**AIM OF THE TASK:** Convert the data below into a numbered list, omitting any blank lines.

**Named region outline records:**

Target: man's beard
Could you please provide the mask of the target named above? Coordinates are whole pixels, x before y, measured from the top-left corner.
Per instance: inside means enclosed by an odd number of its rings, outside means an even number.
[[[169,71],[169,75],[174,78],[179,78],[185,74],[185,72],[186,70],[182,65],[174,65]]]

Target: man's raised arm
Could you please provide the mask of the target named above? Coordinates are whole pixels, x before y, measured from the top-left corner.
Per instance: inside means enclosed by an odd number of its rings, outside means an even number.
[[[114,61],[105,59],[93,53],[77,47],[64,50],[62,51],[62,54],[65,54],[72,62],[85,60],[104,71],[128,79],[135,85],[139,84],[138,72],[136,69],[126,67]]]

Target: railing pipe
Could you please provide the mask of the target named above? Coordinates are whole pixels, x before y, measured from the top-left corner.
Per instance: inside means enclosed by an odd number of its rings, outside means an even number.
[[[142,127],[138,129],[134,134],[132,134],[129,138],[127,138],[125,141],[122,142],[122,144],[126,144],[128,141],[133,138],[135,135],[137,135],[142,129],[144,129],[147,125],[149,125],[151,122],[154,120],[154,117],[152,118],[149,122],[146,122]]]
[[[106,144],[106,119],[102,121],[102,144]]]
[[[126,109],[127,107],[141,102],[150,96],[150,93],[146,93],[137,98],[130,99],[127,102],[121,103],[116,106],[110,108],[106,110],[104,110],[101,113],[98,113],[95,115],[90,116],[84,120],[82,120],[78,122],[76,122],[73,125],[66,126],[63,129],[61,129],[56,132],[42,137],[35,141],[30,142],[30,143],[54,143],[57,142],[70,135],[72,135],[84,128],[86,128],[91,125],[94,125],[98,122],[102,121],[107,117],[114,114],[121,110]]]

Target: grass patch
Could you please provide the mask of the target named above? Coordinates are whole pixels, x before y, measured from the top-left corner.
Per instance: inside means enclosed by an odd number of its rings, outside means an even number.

**RESULT OF THE EXERCISE:**
1. Target: man's beard
2. Could you please provide the mask of the target named above? Coordinates are whole pixels, x before y, measured from the top-left corner.
3. Per instance: inside means enclosed by an odd number of its rings, outside means an even number.
4. [[[169,71],[169,75],[174,78],[179,78],[185,74],[185,72],[186,70],[182,65],[174,65]]]
5. Target: man's raised arm
6. Could you please provide the mask of the target named above? Coordinates are whole pixels, x before y, measured from the top-left corner.
7. Per instance: inside means enclosed by an odd number of its rings, outside means an even number.
8. [[[114,61],[105,59],[93,53],[77,47],[64,50],[62,51],[62,54],[65,54],[72,62],[85,60],[104,71],[128,79],[135,85],[139,84],[138,72],[136,69],[126,67]]]
9. Target: railing pipe
10. Could you please provide the mask of the target named above? Coordinates are whole pixels, x before y, measured from the top-left corner.
11. Per instance: inside means enclosed by an odd number of its rings, outside means an even number.
12. [[[142,127],[138,129],[134,134],[132,134],[129,138],[127,138],[125,141],[122,142],[122,144],[126,144],[128,141],[133,138],[135,135],[137,135],[142,129],[144,129],[147,125],[149,125],[151,122],[154,120],[154,117],[152,118],[149,122],[146,122]]]
13. [[[106,144],[106,119],[102,121],[102,144]]]
14. [[[126,109],[127,107],[141,102],[150,96],[150,93],[146,93],[137,98],[130,99],[127,102],[121,103],[116,106],[110,108],[106,110],[104,110],[101,113],[98,113],[95,115],[90,116],[84,120],[82,120],[78,122],[76,122],[73,125],[66,126],[63,129],[61,129],[56,132],[42,137],[35,141],[30,142],[30,143],[54,143],[57,142],[70,135],[72,135],[84,128],[86,128],[91,125],[94,125],[98,122],[102,121],[107,117],[114,114],[121,110]]]
15. Target: grass patch
16. Could you please provide the mask of the target named above? Coordinates are whole pixels, x before y, measured from the top-left corner.
17. Per instance: inside means enclosed by an odd number of its rings, outside means an even number.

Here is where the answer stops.